• **TEXT EXCERPT**:
--------------------------------------------------

Practice Management Alert

Reimbursement Report:

Just Say No to Additional Payer Discounts

Save money and hassle by refusing tricky discount offers

Promises of prompt carrier payment may not always be a good thing. If you accept additional carrier discounts just so you can collect reimbursement faster, you could obligate your practice to future discount arrangements.
 
It happens all the time: A carrier rep or third-party administrator rep calls to offer immediate payment on one of your claims. In return, they ask for an additional discount to the payment you deserve. "This type of agreement only benefits the payer," says Karen Deardurff, insurance specialist with Otorhinolaryngology Inc. in South Bend, Ind. "Normally, if the practice isn't paying attention, they will lose money in the transaction," adds Deardurff, who has an insider's understanding of these agreements from 13 years working on the carrier side of claim processing and payment.

What to do: Read the real-life scenario below, and the expert advice that follows it, to ensure you know why and how to avoid unfair carrier agreements.

--------------------------------------------------

• **EXTRACTED MATERIAL**:
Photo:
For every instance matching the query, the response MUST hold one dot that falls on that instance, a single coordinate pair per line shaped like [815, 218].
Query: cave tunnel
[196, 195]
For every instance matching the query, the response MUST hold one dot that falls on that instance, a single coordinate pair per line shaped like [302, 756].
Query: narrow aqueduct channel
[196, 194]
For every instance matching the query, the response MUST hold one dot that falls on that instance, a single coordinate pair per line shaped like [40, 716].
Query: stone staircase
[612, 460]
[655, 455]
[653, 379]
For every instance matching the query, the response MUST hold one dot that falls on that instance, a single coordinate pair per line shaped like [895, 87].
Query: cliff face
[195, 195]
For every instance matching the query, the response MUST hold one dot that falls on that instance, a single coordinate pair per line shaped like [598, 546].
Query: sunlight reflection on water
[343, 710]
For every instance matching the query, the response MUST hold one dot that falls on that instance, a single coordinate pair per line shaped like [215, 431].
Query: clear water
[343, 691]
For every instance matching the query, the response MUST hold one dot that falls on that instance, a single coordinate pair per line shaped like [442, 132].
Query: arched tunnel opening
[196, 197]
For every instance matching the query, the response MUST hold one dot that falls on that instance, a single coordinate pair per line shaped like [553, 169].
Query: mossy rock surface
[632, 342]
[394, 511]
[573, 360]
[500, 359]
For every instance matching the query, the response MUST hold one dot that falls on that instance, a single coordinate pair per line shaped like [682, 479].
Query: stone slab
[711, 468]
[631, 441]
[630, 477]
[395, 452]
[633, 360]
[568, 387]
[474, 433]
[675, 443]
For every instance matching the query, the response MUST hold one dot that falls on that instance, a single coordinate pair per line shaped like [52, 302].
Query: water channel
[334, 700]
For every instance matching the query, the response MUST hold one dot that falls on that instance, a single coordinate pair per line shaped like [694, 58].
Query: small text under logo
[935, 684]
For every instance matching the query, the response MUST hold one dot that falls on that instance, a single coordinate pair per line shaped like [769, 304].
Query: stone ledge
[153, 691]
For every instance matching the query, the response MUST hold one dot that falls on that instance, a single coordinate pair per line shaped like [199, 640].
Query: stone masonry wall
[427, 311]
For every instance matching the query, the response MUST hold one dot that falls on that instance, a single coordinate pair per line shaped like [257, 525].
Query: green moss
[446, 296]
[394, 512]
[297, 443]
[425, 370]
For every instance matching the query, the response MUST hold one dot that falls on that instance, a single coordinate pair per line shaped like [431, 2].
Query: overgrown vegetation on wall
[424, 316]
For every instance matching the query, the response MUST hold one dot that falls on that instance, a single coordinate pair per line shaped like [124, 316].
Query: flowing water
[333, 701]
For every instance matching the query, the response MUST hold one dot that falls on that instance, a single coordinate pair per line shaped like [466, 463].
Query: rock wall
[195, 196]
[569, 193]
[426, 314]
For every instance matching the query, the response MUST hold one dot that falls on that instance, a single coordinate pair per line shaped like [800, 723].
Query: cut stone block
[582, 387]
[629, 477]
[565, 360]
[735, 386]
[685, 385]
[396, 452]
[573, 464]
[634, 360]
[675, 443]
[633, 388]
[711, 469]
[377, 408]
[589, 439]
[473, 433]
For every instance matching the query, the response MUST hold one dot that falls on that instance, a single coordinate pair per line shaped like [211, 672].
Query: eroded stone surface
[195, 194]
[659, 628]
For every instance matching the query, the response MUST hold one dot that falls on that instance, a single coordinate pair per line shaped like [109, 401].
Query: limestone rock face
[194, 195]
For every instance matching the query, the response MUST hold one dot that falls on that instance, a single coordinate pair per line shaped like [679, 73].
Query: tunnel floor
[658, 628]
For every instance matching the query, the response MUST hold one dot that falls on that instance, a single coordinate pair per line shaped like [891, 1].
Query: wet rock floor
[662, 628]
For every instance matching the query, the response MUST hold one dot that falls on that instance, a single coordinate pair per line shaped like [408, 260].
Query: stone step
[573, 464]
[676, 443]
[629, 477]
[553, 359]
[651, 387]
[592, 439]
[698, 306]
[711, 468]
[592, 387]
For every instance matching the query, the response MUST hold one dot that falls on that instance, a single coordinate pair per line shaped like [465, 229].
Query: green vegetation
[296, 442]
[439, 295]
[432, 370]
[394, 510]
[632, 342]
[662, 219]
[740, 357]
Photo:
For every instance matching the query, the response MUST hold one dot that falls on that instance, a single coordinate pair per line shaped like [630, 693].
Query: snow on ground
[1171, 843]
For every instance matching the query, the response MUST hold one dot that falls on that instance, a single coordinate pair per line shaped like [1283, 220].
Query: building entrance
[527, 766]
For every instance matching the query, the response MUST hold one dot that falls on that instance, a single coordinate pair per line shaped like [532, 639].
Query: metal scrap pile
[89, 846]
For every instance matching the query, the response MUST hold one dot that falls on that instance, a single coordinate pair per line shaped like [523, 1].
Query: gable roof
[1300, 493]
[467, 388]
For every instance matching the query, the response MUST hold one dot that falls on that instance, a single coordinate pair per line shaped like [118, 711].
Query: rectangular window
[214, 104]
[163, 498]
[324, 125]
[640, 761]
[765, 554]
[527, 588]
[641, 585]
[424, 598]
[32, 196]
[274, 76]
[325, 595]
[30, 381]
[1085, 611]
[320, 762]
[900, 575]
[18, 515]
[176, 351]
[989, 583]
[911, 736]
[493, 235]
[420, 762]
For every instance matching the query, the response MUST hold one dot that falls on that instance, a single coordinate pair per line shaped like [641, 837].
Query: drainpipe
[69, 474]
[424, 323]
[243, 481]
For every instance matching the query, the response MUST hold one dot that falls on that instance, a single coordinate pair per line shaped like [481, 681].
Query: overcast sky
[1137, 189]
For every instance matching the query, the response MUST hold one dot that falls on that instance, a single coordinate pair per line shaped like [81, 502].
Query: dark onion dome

--------------------------------------------------

• **ACTIVITIES**:
a) In the reimbursement report on payer discounts, how many years did Karen Deardurff spend working on the carrier side of claim processing and payment?
b) Resume the report on refusing additional payer discounts from where it stops.

• **RESULTS OF THE TASKS**:
a) 13 years

b)
And the Experts Say ...

In most cases, you're better off just saying no. "We have received the same requests to negotiate a discount for speedier payment," says Susan Billock, customer service manager at Certified Emergency Medicine Specialists PC in Grand Rapids, Mich. "We tell them no way, and we want payment in 10 days or interest will be applied to the claim per the Clean Claims Act and/or Prompt Payment Act -- if they apply."

3 Reasons to Be Careful

1. Your claim is clean. The payer tells you it can pay the claim immediately if you accept the discount. This indicates that your claim is clean -- otherwise the payer would have denied it. "Believe me, this offer won't be made on a claim that isn't clean," Deardurff says.

"You should not have to accept an additional discount in order to get a timely payment, especially since you already have a contract with the insurance company and already take a discount," Billock says. Carriers are supposed to process clean claims within 30 days, although the number can vary by state. When a carrier or third-party administrator calls and asks you for a discount, they are betting on the possibility that you won't hold them accountable to their prompt-payment obligations.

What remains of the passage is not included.